» **Things to do**
a - In the discussion text, which areas does the writer say people focus on precisely because training matters in them? List every one.
b - According to the discussion text, what is "soft skills" often a way of dancing around saying?

» **Exercise passage**
────────────────────────────────────────
This stance seems almost ironic, given your alias. I assume your name is based in this attitude though.
> at the expense of human lives.
I think you mean to imply that children will become mindless coding machines, but would you not agree that coding can help to expand your view of the world, just as learning a language or beginning to paint?
As the article implies:
> Each and every one of us is born curious and creative,
everyone has the ability to form connections in their mind. Is coding as a facilitator to our curiosity? Maybe it is only a matter of nurturing a coding experience that complements that curiosity.
Soft skills is often a way of dancing around saying that charisma matters. Can you teach your child to be more attractive? People focus on hard sciences, math, and complex skills (like proficiency with a musical instrument) precisely because they are the areas where training matters. In the same way that instilling good eating habits and making sure your child exercises are important. Focusing on "creativity" is often just how people who suck at math and aren't particularly athletic or beautiful tell themselves that they've special too. Gonna really go full creative artist type? Then college is a waste.
────────────────────────────────────────
» **Source information**
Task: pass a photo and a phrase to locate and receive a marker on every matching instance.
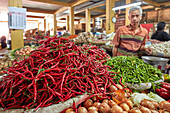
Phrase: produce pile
(55, 72)
(164, 90)
(133, 70)
(5, 62)
(24, 51)
(83, 37)
(120, 103)
(72, 36)
(161, 48)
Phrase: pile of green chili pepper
(133, 70)
(55, 72)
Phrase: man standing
(131, 39)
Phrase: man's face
(135, 17)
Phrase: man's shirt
(129, 42)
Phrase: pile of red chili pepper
(55, 72)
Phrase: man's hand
(148, 51)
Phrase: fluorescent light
(126, 6)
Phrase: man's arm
(142, 48)
(115, 42)
(114, 50)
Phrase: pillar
(71, 20)
(55, 25)
(17, 40)
(110, 26)
(127, 21)
(44, 24)
(67, 23)
(88, 20)
(94, 23)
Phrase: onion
(147, 104)
(124, 112)
(154, 111)
(88, 103)
(70, 110)
(125, 107)
(155, 104)
(105, 101)
(96, 104)
(165, 112)
(135, 110)
(165, 105)
(94, 99)
(82, 110)
(119, 86)
(116, 109)
(91, 111)
(129, 103)
(144, 110)
(111, 103)
(104, 108)
(112, 88)
(92, 108)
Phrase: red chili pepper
(164, 95)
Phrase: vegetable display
(164, 91)
(133, 70)
(161, 48)
(24, 51)
(119, 103)
(55, 72)
(5, 62)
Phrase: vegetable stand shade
(157, 62)
(55, 72)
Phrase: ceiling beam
(32, 20)
(152, 2)
(83, 16)
(35, 10)
(53, 2)
(100, 5)
(65, 19)
(62, 9)
(79, 12)
(78, 2)
(165, 4)
(103, 15)
(99, 10)
(147, 7)
(30, 16)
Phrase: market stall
(60, 76)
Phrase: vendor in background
(160, 34)
(131, 39)
(3, 42)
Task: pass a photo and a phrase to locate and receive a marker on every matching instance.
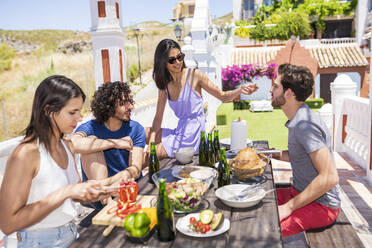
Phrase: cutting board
(102, 218)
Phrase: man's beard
(278, 101)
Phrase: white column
(202, 43)
(341, 88)
(237, 9)
(188, 50)
(107, 32)
(369, 172)
(360, 19)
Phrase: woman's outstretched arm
(224, 96)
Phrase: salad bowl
(186, 194)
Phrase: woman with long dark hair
(182, 87)
(41, 178)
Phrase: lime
(140, 232)
(142, 220)
(129, 222)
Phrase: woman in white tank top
(41, 182)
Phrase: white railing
(357, 130)
(338, 41)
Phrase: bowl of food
(204, 174)
(184, 155)
(226, 195)
(247, 164)
(186, 194)
(201, 173)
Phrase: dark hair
(160, 74)
(51, 95)
(297, 78)
(105, 99)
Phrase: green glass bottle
(153, 162)
(202, 151)
(165, 214)
(216, 145)
(223, 170)
(210, 151)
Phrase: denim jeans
(60, 237)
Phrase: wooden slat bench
(339, 234)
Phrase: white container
(239, 133)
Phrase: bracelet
(136, 172)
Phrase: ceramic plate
(183, 227)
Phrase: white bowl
(205, 174)
(224, 194)
(184, 155)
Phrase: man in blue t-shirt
(313, 199)
(114, 141)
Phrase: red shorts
(313, 215)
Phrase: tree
(318, 10)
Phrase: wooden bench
(339, 234)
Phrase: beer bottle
(164, 214)
(153, 162)
(202, 150)
(216, 145)
(223, 170)
(210, 151)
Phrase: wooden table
(260, 229)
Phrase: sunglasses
(180, 57)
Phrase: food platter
(182, 226)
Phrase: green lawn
(261, 125)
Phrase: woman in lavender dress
(182, 87)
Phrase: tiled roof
(256, 55)
(327, 55)
(338, 56)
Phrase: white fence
(358, 131)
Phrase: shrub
(241, 105)
(6, 57)
(234, 75)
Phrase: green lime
(129, 222)
(142, 220)
(140, 232)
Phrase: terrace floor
(355, 193)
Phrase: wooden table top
(260, 229)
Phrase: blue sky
(75, 14)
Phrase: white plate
(224, 194)
(227, 141)
(183, 227)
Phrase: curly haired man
(116, 142)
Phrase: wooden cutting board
(102, 218)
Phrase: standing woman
(182, 87)
(41, 177)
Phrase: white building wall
(107, 33)
(360, 19)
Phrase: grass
(261, 125)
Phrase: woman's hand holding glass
(90, 191)
(248, 88)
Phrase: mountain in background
(69, 41)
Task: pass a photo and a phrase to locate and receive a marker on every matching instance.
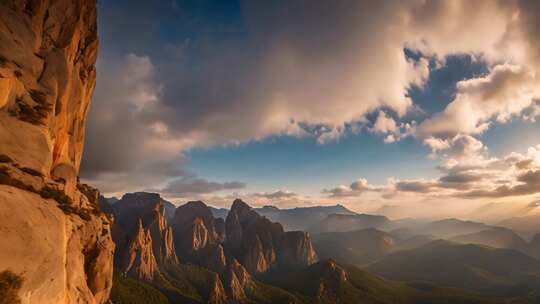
────────────────────────────────────────
» **Expected results**
a -
- Hard sciences
- Math
- Complex skills (like proficiency with a musical instrument)

b - That charisma matters.